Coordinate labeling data
************

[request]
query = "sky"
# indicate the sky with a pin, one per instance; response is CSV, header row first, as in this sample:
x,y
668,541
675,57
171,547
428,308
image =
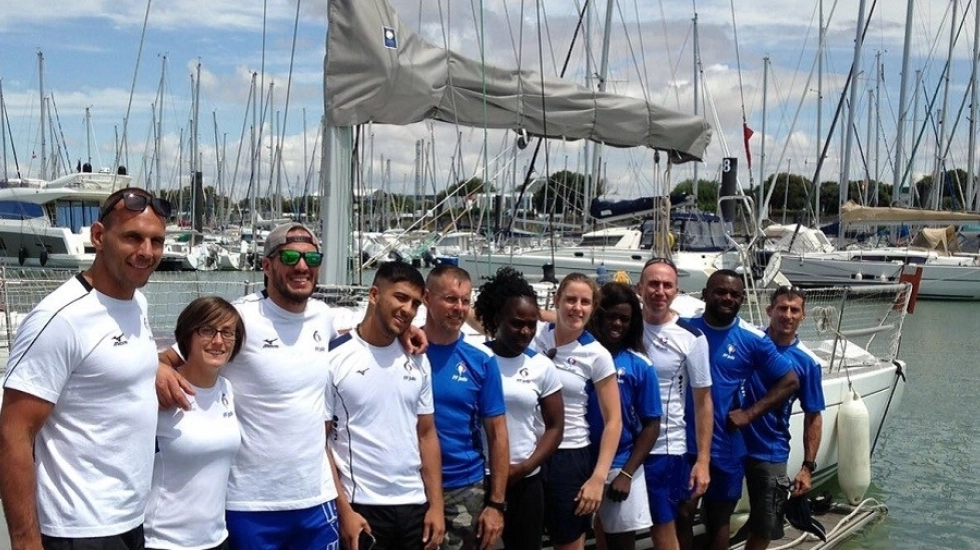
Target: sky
x,y
109,57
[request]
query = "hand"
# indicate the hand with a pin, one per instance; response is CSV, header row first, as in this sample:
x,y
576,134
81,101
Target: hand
x,y
619,489
435,528
737,419
589,496
700,478
351,525
803,482
414,340
489,527
172,388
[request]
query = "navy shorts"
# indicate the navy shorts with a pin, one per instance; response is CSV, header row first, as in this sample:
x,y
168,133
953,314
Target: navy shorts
x,y
668,477
726,480
564,474
314,527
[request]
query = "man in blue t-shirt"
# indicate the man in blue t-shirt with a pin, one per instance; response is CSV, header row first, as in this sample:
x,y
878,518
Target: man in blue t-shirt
x,y
767,438
737,350
469,402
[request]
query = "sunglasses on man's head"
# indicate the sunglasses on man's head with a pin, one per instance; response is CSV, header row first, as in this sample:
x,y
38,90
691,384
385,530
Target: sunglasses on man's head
x,y
292,257
137,202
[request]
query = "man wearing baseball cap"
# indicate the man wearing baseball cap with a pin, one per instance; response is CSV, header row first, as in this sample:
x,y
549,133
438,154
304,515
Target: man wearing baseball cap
x,y
281,491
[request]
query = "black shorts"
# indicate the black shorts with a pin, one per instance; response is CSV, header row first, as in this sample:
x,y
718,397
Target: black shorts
x,y
395,526
130,540
564,474
768,487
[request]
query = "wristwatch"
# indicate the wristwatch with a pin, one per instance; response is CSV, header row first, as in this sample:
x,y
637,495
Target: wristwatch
x,y
498,506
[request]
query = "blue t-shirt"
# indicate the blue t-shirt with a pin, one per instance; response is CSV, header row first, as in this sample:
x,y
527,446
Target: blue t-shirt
x,y
639,393
767,438
735,353
466,388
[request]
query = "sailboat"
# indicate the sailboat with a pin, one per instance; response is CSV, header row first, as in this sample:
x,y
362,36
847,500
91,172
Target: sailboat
x,y
379,70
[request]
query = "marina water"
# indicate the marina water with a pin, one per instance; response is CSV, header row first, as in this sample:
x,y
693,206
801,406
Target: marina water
x,y
925,465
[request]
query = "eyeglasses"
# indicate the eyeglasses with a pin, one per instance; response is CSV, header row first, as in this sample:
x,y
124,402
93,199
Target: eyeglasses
x,y
208,333
137,202
292,257
453,300
654,261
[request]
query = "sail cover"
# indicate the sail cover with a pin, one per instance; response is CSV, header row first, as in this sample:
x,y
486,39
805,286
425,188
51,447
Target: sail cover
x,y
379,70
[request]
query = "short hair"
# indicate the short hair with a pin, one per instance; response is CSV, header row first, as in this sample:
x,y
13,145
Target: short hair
x,y
398,272
576,277
202,312
496,291
446,270
614,294
713,278
787,290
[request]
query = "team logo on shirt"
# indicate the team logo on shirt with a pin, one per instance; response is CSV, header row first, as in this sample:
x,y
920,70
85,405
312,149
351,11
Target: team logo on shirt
x,y
730,352
270,343
410,371
460,375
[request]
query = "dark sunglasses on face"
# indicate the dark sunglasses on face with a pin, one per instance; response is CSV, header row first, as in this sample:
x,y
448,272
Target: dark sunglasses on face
x,y
137,202
292,257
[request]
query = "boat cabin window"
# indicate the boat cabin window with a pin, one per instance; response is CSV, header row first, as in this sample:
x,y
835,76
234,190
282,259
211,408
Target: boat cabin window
x,y
75,214
17,210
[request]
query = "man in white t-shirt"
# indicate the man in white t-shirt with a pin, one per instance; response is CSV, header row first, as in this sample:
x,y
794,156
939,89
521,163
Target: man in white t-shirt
x,y
679,353
382,429
79,414
281,490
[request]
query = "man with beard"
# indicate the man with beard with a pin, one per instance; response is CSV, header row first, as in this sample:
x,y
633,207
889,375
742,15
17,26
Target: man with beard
x,y
281,491
382,432
737,350
469,401
78,419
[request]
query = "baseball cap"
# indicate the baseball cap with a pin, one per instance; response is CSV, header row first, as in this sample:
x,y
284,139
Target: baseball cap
x,y
277,238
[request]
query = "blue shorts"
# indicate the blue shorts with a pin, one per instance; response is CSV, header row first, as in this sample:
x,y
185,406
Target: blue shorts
x,y
668,477
726,480
564,474
309,528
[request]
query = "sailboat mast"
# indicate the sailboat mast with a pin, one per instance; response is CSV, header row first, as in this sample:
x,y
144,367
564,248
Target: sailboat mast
x,y
971,188
816,180
44,112
592,182
848,133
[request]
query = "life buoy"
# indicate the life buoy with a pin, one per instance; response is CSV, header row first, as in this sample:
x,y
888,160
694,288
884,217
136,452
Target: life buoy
x,y
854,448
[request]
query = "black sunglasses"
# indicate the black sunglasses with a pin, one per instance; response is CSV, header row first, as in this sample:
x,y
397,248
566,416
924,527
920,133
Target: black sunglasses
x,y
292,257
137,202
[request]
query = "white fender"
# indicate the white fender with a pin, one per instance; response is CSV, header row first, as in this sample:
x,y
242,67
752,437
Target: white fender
x,y
854,448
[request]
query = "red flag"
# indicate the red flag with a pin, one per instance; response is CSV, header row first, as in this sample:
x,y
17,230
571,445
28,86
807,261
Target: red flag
x,y
747,134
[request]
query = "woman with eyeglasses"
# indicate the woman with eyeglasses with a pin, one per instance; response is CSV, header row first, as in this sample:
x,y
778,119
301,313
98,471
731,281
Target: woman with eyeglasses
x,y
507,308
574,476
618,325
195,448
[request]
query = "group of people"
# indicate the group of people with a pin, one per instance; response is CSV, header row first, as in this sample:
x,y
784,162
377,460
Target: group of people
x,y
278,422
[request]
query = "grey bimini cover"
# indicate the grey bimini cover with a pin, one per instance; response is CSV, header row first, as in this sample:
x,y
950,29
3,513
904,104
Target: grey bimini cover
x,y
379,70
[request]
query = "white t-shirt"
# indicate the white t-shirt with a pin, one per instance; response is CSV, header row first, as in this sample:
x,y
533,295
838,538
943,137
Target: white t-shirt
x,y
195,449
374,398
579,363
679,353
279,377
526,381
94,358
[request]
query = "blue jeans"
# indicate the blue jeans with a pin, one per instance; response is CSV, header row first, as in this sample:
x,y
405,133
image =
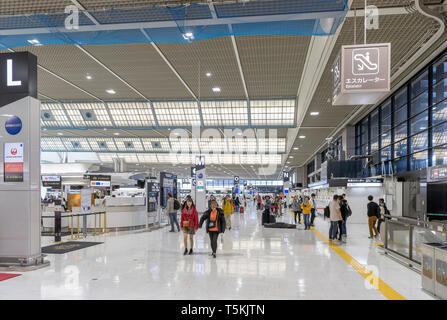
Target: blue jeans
x,y
173,219
306,220
333,230
343,227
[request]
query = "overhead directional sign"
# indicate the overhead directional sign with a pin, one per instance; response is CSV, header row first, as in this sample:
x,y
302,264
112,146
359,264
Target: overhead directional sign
x,y
361,74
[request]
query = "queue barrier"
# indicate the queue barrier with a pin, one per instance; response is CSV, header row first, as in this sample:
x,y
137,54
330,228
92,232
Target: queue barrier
x,y
96,231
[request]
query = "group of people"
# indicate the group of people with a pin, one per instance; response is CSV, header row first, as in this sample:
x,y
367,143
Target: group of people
x,y
216,219
307,207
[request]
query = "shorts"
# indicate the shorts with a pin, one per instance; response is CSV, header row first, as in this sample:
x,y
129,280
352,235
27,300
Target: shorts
x,y
189,230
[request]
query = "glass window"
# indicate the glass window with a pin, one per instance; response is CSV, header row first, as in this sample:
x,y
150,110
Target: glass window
x,y
374,144
440,69
400,115
375,124
419,142
386,109
400,132
419,123
419,160
440,91
386,139
400,165
400,98
440,134
439,113
385,154
400,149
420,84
439,156
419,104
386,124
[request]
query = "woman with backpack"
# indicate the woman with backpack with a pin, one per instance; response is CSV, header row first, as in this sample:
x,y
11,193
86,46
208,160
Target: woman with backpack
x,y
172,206
189,222
227,207
383,212
215,224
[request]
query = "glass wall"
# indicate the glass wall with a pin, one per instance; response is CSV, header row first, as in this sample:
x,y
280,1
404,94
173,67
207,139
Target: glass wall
x,y
409,129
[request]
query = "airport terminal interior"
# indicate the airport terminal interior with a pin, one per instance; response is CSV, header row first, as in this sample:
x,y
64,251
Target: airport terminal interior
x,y
223,150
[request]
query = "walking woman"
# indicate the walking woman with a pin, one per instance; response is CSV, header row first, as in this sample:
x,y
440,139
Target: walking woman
x,y
295,207
306,206
215,224
189,222
227,207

************

◆ **GIVEN EXERCISE**
Copy every line of the records above that contains the string "eyeglasses", matching case exactly.

◆ **WORKED SOLUTION**
query = "eyeglasses"
# indicate the eyeglasses with a pin, one per instance; response is CSV, header row first, as in this sample:
Target: eyeglasses
query = "woman with eyeglasses"
# indicate the woman with eyeglasses with a pin, one per instance; response is CSV, header row first, as in this sample:
Target: woman with eyeglasses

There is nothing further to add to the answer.